Carry on the page about the health navigator competency assessment, starting right after its final line below.

_DOCUMENT SEGMENT_
Segment Open
Here is the registration page for the Assessment provider, Center for Advancing Professional Excellence (CAPE), where upcoming assessments will be listed as they become available.
How was this assessment developed?
The assessment is unique in that it is not a written test of the health navigator’s knowledge. The Center for Advancing Professional Excellence (CAPE) at the University of Colorado Anschutz Medical Campus was engaged to develop the competency-based assessment for graduates of CDPHE-Recognized Health Navigator Training Programs.
This type of assessment of competencies has been in place at CAPE for many years and is used on a regular basis to evaluate the competencies of health-professions students and practicing health professionals. The assessment uses real-life case scenarios taken from health care agencies that serve persons who are underserved and experience numerous health inequities due to barriers to care and are in need of health navigation. The assessment was developed over a two-year period and tested with practicing health navigators and individuals who completed training and were looking for employment or volunteer opportunities as a health navigator.
The assessment focuses on three core competency areas that can successfully be assessed using this assessment model. The three areas are:
Interaction and communication between patient and health care team.
Patient care/care coordination.
Segment Closed
_Extracted records_
Segment Open
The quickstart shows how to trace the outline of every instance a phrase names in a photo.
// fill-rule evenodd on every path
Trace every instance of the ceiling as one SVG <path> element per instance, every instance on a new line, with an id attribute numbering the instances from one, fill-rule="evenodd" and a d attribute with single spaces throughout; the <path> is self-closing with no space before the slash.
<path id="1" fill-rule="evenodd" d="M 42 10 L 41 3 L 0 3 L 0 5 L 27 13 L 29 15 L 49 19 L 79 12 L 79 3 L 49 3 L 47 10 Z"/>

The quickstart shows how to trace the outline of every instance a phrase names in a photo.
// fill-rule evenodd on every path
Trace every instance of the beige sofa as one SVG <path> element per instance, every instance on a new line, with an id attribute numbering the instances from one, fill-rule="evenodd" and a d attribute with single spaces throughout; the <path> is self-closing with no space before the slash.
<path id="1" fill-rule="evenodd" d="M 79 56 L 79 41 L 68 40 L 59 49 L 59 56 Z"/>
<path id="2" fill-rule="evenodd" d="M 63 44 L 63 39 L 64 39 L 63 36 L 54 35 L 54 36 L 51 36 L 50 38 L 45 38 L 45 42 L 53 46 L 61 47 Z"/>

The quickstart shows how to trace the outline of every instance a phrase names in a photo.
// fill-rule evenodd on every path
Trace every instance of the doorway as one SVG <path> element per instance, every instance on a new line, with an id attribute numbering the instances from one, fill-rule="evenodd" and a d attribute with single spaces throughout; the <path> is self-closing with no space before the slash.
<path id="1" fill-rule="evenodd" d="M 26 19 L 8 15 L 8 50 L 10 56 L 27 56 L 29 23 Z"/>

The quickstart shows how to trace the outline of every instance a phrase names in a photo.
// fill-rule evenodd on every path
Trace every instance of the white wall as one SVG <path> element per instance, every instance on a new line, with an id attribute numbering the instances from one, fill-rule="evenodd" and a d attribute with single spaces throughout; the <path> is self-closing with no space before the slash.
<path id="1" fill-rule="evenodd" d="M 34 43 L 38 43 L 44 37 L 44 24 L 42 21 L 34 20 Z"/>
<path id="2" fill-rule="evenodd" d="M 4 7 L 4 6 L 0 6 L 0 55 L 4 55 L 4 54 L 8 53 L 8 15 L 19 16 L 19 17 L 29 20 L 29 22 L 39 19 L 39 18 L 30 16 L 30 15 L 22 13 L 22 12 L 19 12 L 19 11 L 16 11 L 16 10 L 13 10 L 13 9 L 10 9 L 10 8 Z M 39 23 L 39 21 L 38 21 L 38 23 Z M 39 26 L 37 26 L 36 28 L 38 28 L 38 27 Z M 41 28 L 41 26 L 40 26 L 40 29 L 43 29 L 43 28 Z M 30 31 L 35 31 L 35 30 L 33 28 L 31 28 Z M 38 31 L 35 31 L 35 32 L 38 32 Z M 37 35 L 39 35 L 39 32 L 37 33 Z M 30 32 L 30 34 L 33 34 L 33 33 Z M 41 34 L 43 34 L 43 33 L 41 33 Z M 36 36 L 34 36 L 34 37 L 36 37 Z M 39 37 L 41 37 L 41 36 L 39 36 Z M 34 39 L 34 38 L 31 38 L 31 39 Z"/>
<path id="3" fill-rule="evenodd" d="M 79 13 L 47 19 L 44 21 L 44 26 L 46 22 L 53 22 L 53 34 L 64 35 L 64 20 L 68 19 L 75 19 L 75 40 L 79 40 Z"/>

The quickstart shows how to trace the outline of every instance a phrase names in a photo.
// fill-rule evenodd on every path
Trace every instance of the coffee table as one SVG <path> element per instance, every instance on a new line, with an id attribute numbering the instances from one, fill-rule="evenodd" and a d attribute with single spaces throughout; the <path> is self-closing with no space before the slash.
Segment Closed
_RESULT FOR THIS EXERCISE_
Competency in these areas is considered to be essential for safe and effective health navigator practice in health care settings.
The assessment uses well-trained actors to represent the patient in the various scenarios that comprise the assessment. These actors are referred to as Standardized Patients. The individuals taking the assessment are expected to respond to the actor based on their training as a health navigator. Both the actor and the health navigator are provided with information on the real-life scenario before beginning their interaction.
The assessment takes a half-day (or 3 hours), including an orientation to the assessment logistics and completing the required registration paperwork, and an evaluation of the assessment process.
There is no limit on how many times a navigator can take the assessment and no minimum waiting period in between assessments.
What happens during the assessment?
All individuals who take the assessment are provided a group orientation to the process of the assessment by the staff of CAPE before the assessment begins.
Health navigators will be asked to meet with not more than 8 people/Standardized Patients during the 3-hour assessment session. Each meeting or Health Navigator-Patient encounter will be based on a different scenario. Each encounter is 15 minutes.
For each patient scenario, there will be information on the door of the room where the health navigator meets with a Standardized Patient. Each scenario will have its own set of common health navigator tasks. The tasks are identified to help the navigator focus the encounter with the Standardized Patient. While the navigators meet with a Standardized Patient, they will work on as many tasks as possible and as appropriate. The information provided to the navigators will let them know the time length of the meeting with the patient and it is not expected that all “tasks” identified will be completed in that time frame.
Examples of tasks include:
- Establish a collaborative, professional relationship of trust grounded in relationship-centered communication skills (health navigators will be told if this is their “first meeting” with the patient or whether they already “know” the patient).
Identify patient/client needs and strengths.
Arrange referrals to other providers for patient’s behavioral symptoms and inform the health care team.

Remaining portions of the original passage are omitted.